● **The task**
Filter these records by the string "pectoral", copying each line that holds it.

● **Supplied information**
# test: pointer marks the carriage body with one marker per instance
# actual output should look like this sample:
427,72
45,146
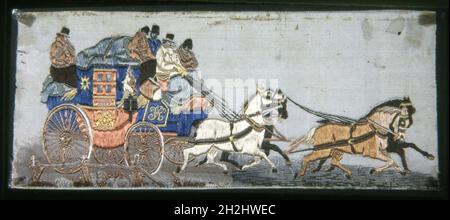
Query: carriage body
104,122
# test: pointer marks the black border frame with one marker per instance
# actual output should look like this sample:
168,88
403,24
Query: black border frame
9,36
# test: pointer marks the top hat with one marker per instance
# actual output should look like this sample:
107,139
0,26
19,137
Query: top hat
187,43
64,31
145,29
155,29
170,36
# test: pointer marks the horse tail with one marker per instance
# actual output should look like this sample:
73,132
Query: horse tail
305,139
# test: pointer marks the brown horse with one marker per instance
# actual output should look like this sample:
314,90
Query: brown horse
367,137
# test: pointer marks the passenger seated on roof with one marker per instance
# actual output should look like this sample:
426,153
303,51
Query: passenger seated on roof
168,62
139,49
62,81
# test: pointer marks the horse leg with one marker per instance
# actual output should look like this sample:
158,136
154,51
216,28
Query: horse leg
269,146
401,154
263,155
256,161
321,162
336,162
225,157
316,155
424,153
196,150
389,162
211,156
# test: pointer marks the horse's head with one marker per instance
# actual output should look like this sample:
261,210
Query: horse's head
387,113
406,112
273,104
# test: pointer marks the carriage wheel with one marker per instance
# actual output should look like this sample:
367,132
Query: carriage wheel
67,138
173,150
144,147
109,156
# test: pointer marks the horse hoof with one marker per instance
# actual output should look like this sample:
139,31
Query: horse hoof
405,172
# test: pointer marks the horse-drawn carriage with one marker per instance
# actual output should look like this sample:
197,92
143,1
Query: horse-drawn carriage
103,122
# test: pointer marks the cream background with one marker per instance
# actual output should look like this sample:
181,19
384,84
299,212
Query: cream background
337,62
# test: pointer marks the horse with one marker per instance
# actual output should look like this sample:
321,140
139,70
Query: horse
243,136
367,136
266,145
395,144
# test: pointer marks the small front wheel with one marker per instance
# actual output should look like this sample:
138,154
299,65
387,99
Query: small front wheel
144,147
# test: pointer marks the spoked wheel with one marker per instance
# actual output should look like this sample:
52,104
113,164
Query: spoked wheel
173,150
109,155
67,138
144,147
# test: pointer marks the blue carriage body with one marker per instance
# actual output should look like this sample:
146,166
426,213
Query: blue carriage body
114,57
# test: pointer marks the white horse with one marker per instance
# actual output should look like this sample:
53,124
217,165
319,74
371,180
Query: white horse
247,134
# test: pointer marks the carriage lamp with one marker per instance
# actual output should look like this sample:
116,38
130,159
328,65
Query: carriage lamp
130,105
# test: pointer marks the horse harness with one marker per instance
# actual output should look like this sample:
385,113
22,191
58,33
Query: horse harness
351,141
233,137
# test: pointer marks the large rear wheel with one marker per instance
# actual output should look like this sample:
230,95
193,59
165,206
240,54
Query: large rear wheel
67,138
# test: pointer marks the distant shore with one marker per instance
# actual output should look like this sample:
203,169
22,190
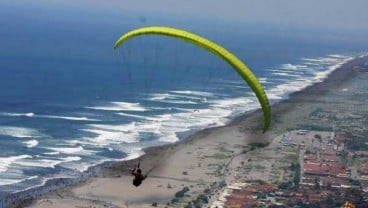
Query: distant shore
205,160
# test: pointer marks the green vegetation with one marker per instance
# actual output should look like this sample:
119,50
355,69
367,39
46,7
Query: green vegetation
182,192
259,144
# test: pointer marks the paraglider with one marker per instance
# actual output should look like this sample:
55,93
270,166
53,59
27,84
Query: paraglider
214,48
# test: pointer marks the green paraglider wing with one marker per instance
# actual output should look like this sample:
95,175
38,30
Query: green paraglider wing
214,48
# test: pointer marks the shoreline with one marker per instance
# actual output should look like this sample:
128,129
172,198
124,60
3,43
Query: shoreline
155,157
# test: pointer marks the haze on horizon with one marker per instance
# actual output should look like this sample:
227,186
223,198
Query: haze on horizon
326,15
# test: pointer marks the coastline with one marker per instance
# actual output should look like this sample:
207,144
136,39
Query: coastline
241,130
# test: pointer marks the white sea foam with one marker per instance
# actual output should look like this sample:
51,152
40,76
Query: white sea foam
286,74
189,92
5,162
20,132
73,118
67,150
329,64
120,106
111,134
31,143
46,163
51,153
7,181
30,114
293,67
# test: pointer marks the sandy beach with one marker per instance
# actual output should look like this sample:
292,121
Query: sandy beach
204,163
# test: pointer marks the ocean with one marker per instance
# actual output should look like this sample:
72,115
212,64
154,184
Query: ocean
68,101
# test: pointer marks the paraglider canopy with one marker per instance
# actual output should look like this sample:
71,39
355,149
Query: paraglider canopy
214,48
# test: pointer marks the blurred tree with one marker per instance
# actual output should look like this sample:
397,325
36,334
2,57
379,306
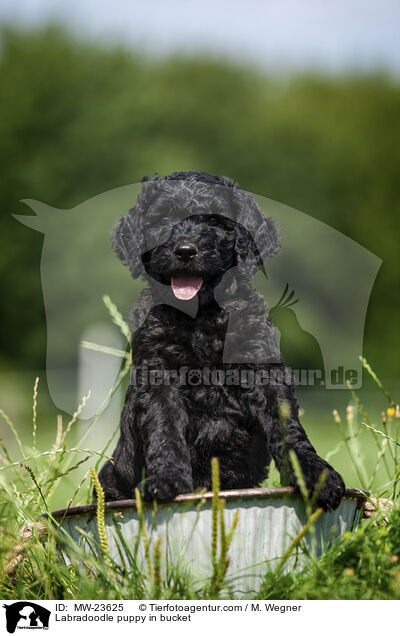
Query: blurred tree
77,119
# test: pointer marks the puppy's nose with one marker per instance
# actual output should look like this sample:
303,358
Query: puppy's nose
185,251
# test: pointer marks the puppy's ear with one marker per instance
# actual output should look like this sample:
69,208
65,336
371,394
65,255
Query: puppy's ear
127,240
257,235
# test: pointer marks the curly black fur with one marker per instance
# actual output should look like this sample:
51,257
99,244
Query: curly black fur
170,431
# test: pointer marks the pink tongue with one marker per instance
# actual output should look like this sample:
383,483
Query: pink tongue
186,287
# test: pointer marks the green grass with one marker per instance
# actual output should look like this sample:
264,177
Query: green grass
363,564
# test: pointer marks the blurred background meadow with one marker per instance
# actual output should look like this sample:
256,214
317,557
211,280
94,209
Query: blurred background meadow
298,102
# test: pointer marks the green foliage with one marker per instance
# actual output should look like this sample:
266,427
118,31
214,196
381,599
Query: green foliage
77,120
363,564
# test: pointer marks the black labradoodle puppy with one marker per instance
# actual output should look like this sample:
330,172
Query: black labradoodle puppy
208,379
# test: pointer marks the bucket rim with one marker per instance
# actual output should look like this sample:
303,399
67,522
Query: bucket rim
245,493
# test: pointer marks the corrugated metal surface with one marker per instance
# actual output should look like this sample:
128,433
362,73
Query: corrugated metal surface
267,524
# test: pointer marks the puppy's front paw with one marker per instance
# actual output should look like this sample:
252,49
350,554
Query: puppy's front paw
165,486
332,491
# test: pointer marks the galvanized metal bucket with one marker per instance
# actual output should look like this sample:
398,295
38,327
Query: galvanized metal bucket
269,519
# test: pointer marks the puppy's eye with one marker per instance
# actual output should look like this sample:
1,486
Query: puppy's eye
212,220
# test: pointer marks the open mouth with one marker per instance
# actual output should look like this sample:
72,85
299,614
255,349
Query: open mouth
185,286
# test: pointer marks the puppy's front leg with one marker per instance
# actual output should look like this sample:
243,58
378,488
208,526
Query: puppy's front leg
287,433
162,424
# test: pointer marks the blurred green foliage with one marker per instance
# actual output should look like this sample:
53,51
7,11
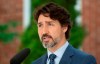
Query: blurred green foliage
6,32
30,37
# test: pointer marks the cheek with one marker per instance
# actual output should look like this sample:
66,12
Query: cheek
55,33
39,33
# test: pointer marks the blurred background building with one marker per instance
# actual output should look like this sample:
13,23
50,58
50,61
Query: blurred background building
19,11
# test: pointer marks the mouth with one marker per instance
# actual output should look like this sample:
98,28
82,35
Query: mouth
45,39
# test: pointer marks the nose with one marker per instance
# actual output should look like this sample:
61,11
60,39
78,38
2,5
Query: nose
45,30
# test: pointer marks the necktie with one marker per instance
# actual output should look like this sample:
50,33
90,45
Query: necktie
52,57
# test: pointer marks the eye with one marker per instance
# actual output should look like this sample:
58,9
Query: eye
39,25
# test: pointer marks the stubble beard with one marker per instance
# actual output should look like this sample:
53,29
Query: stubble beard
50,44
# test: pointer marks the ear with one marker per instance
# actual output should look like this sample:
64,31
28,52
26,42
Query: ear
65,28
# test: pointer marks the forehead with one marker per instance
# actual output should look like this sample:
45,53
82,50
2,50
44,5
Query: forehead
43,18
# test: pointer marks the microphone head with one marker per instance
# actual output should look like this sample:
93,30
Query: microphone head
18,58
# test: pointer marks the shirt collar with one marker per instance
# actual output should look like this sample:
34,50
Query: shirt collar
59,52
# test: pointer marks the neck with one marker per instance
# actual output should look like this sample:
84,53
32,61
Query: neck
61,43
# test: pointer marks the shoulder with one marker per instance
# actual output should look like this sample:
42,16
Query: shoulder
39,60
83,57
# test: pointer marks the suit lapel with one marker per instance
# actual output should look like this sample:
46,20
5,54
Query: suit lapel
44,59
66,58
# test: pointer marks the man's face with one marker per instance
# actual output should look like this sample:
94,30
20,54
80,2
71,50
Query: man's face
50,31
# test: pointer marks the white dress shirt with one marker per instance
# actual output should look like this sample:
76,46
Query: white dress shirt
59,53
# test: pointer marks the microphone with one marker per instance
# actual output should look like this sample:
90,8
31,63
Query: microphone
18,58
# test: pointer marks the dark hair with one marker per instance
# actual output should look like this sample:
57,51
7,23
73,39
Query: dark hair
55,12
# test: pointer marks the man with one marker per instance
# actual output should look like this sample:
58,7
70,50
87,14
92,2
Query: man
54,26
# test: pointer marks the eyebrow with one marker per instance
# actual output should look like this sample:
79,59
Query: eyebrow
47,22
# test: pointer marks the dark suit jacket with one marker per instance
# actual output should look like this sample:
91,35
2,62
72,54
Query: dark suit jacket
70,56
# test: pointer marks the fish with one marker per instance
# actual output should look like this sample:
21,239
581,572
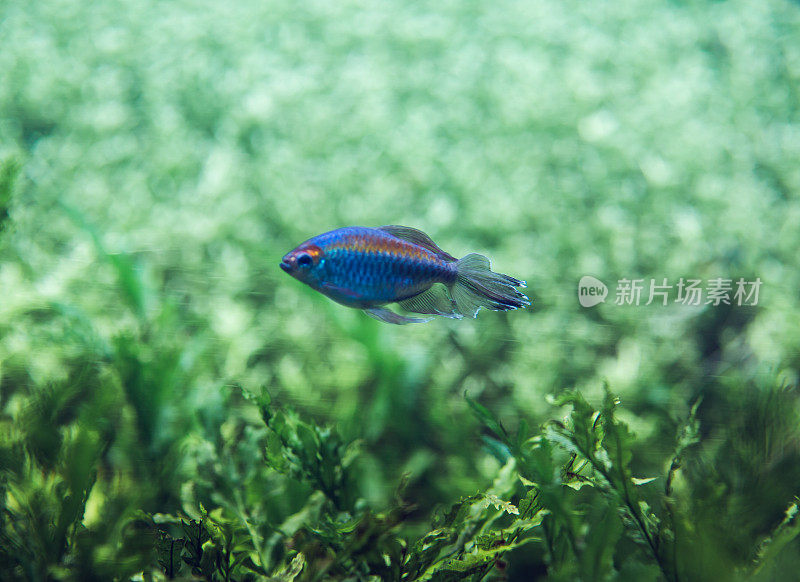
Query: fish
369,268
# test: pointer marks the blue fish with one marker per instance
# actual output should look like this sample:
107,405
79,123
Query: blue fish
369,268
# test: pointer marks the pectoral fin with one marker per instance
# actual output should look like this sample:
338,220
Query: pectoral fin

● **Response to this exercise**
# test: pointer marks the pectoral fin with one marker per instance
Query: pectoral fin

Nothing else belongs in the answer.